Extrait de page »

※ ※ ※

D’Anna Boch à Théo Van Rysselberghe, la transition est facile – on n’oublie pas le magnifique portrait qu’il a fait d’elle, où il tente non seulement de la peindre au travail mais de « pénétrer dans la nature même du processus créateur » en la montrant en train de réfléchir à sa toile (hors du tableau), comme l’écrit Jane Block dans le catalogue de la belle rétrospective Théo Van Rysselberghe au musée des Beaux-Arts de Gand en 1993.
En couverture : Portrait d'Irma Sèthe, 1894, musée du Petit Palais, Genève
Robert Hoozee, dans l’introduction, donne raison à Verhaeren qui considère, après la mort de Seurat, que Théo Van Rysselberghe est « le néo-impressionniste le plus complet ». Même si le peintre belge aux multiples facettes peint de nombreux paysages et marines, « son œuvre se centre surtout sur le problème que pose la capture de la forme de l’être humain sur la toile » (Jane Block, comme pour les citations qui suivent).

※ ※ ※

Exercice court a » Réécrivez toutes les lignes des enregistrements ci-dessous sous forme de liste numérotée, en omettant les lignes vides.

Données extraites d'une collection

※ ※ ※

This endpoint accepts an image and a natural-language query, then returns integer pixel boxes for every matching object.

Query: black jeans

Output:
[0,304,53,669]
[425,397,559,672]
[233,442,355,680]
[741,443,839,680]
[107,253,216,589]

※ ※ ※

Exercice court b » D'après l'extrait de page, dans quel musée s'est tenue en 1993 la rétrospective Théo Van Rysselberghe ?

Solution a »
1. This endpoint accepts an image and a natural-language query, then returns integer pixel boxes for every matching object.
2. Query: black jeans
3. Output:
4. [0,304,53,669]
5. [425,397,559,672]
6. [233,442,355,680]
7. [741,443,839,680]
8. [107,253,216,589]

Solution b » Au musée des Beaux-Arts de Gand.